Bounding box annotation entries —

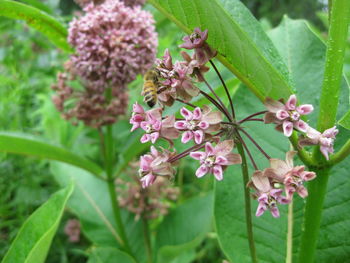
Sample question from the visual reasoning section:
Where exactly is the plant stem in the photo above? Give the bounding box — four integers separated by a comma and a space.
299, 168, 329, 263
142, 217, 153, 263
102, 125, 134, 257
286, 200, 294, 263
317, 0, 350, 132
237, 142, 258, 263
209, 60, 236, 120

To be done —
Write out every line of the material again, including the request text, but add 150 to each coordinate in the bounding box answers. Leave the pictures out.

Expected answer —
Sample question from the visual reasoning section:
Where exactly is the plant stem in the photo above? Give the bounding box — four integers separated by a comma and a space.
449, 318, 479, 413
292, 367, 303, 413
252, 275, 284, 407
436, 350, 444, 413
467, 150, 500, 282
387, 292, 408, 413
359, 210, 386, 270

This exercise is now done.